## Written exercise A
In the reflection on Zechariah, what does the future king ride into Jerusalem?
## Written exercise B
Sum up the reflection on Zechariah in two sentences.
## Written exercise C
Continue the reflection on Zechariah from where it stops.

## Text passage
--- --- ---
Words from Fr. Frank Cordaro

July 7, 2002


Fourteenth Sunday Ordinary Time

Zec 9: 9-10, Rom 8: 9, 11-13, Mt 11: 25-30

Zechariah 9:9-10: The prophet Zechariah came late in Israel’s history. He was among those who returned from Babylon after captivity to help rebuild Jerusalem and the temple.  He was painfully aware of Israel’s flawed and failed legacy of worldly kings.  And he was well aware there was not a living member of David’s family to carry on the royal line. And yet he also knew God promised that David’s kingly dynasty would last forever. And when God promises something, he doesn’t lie.

       Zechariah struggled with this yet-to-be-fulfilled promise of God and Israel¹s tragic history of their kings mimicking the worldly power. Taking his clues from the universalist, pacifist prophet Isaiah (see Is. 2) Zechariah envisioned a totally different kind of king for Israel in this week’s reading.  

Zech 9:9: Zechariah writes of a future victorious king’s triumphal marching into a joyous Jerusalem, only it is unlike any victory parade ever experienced. The usual victory parade is standard fare. The victorious king, or general, sends in his foot soldiers and archers before him, followed by his chariots of war. Then come the newly captive slaves and the spoils of war, followed by dancing girls and marching bands. Finally the victorious king or general enters the city upon the best chariot of war among much singing and fanfare. Not so for the future victorious king that Zechariah envisioned. Zech’s king, the king of kings, enters the city singularly; a lone figure riding upon a donkey, humble and meek.
--- --- ---
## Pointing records
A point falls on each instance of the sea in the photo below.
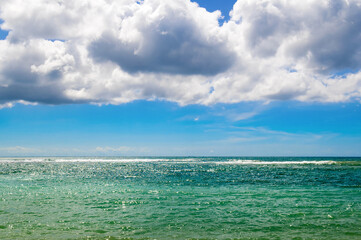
(180, 198)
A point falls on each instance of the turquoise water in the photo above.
(180, 198)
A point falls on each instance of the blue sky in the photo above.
(228, 91)
(164, 128)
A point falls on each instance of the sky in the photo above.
(180, 78)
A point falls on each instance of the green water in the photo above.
(180, 198)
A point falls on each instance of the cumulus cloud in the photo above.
(109, 51)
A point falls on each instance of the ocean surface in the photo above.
(180, 198)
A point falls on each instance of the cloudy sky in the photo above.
(180, 77)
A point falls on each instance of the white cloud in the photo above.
(119, 51)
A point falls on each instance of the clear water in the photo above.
(180, 198)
--- --- ---
## Final answer A
A donkey.

## Final answer B
Zechariah, who returned from Babylon to help rebuild Jerusalem, knew that Israel's worldly kings had failed and that no member of David's family remained, yet he trusted God's promise that David's dynasty would last forever. Drawing on the prophet Isaiah, he envisioned a different kind of king, one who enters Jerusalem not in the usual victory parade but alone on a donkey, humble and meek.

## Final answer C
Zech 9:10: The first decree from this "anti-king" King is to disarm Israel. He orders her chariots and bows of war destroyed. From then on Israel will stand disarmed among the nations. As hard as this is to envision, Zechariah did not see Israel like an ancient version of a modern day Switzerland; a small insignificant neutral nation, among armed and war-ready nations. No, from his position of meekness and humility Zechariah believed of this new "anti-king" king of a disarmed Israel will bring peace to all the nations and be the ruler of all peoples. Unfortunately Zechariah does not share how this peace will be made. But we do know that wars or those who prepare for war will not make this peace.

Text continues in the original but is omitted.